Pull out every line of the records below that contains the string "cuff". Case matters.

* [Data to use]:
'''

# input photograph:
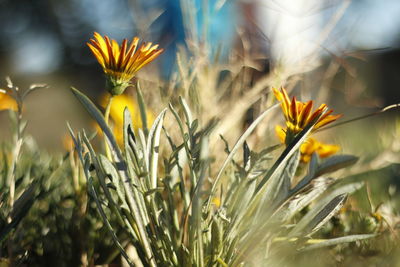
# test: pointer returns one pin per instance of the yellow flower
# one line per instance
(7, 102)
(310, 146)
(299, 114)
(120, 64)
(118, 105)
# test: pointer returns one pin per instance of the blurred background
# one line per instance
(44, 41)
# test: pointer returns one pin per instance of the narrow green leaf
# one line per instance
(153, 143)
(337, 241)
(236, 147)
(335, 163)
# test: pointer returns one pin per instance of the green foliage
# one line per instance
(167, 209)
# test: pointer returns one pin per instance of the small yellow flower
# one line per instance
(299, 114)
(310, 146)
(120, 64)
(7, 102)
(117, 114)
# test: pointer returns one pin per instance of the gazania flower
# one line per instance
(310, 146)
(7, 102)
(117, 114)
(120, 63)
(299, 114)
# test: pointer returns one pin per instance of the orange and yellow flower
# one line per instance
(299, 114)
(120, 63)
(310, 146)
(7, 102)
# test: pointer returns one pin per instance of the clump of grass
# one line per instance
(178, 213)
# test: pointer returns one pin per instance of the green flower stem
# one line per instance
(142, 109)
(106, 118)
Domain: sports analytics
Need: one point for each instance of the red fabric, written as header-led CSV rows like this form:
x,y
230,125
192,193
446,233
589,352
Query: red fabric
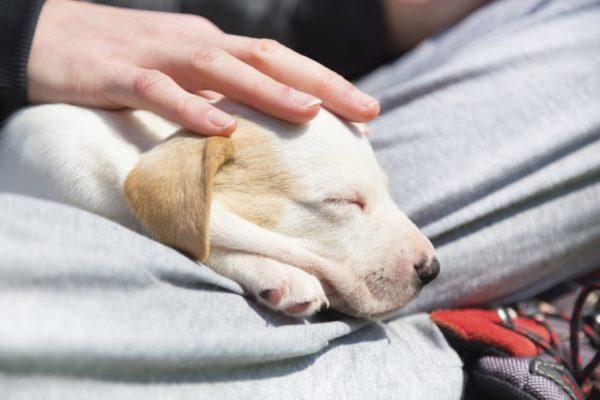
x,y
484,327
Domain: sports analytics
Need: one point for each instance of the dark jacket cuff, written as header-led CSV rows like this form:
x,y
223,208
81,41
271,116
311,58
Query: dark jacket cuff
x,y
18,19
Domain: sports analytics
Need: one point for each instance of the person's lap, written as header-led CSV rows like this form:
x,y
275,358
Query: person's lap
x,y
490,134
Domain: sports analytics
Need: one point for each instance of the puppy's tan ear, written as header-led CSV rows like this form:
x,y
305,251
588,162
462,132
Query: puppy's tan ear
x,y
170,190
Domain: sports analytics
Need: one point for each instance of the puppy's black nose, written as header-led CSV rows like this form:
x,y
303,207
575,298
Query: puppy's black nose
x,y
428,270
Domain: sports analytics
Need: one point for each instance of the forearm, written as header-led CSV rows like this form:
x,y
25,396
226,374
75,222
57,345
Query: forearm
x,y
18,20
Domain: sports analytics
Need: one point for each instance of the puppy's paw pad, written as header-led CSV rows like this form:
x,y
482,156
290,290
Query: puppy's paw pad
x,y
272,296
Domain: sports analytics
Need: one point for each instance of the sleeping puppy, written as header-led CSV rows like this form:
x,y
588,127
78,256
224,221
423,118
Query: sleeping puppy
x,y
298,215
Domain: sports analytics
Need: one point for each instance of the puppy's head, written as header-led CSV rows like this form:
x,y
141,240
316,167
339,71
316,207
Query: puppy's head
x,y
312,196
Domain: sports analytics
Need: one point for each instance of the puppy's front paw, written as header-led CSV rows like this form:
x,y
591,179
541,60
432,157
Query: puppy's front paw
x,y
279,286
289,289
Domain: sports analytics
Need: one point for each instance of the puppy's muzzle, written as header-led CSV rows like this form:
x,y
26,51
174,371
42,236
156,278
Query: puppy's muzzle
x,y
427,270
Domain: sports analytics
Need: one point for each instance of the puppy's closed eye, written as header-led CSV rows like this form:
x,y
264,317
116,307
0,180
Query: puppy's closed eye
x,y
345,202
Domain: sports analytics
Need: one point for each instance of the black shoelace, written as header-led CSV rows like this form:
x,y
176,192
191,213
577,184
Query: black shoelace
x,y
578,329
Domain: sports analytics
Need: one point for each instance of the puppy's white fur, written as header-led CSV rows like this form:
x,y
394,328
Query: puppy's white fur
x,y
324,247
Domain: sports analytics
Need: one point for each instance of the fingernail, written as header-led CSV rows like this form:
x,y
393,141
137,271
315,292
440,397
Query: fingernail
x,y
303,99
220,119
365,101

'''
'''

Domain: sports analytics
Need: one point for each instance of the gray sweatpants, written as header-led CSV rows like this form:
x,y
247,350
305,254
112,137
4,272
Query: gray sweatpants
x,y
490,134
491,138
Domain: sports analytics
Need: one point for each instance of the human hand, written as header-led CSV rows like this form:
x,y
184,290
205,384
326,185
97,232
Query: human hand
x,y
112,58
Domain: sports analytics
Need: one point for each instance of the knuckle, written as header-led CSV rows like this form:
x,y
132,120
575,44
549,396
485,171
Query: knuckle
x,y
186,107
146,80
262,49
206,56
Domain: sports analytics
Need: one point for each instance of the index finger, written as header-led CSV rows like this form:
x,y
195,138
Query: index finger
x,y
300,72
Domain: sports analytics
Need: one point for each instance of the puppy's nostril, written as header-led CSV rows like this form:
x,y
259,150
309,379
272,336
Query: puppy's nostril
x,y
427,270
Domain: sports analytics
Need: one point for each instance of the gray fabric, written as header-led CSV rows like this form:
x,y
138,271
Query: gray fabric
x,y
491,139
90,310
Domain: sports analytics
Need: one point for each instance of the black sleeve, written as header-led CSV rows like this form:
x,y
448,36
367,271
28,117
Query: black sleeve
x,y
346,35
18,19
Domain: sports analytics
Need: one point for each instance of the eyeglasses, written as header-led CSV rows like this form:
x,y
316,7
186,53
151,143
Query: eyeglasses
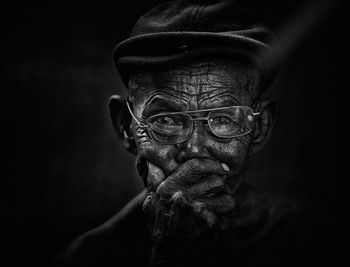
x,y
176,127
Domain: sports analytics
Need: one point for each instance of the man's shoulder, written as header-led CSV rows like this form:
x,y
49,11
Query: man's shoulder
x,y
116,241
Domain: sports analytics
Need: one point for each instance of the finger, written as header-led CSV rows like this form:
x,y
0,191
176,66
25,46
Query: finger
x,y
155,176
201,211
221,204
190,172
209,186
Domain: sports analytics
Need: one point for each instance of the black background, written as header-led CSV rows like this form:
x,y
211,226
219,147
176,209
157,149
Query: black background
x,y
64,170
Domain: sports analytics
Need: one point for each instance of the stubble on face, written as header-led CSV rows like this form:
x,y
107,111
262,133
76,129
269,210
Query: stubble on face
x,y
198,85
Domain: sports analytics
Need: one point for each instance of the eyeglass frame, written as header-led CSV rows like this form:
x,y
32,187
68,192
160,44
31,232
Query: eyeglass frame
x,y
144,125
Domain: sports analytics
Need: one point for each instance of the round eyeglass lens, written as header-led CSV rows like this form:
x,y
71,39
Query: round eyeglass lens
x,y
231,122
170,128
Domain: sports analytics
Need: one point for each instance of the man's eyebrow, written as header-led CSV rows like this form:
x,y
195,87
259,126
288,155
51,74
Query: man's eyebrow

'''

* [Correct result]:
Need: one point for each instance of the dark jacket cuff, written as header-led CSV rows like this form:
Query: dark jacket cuff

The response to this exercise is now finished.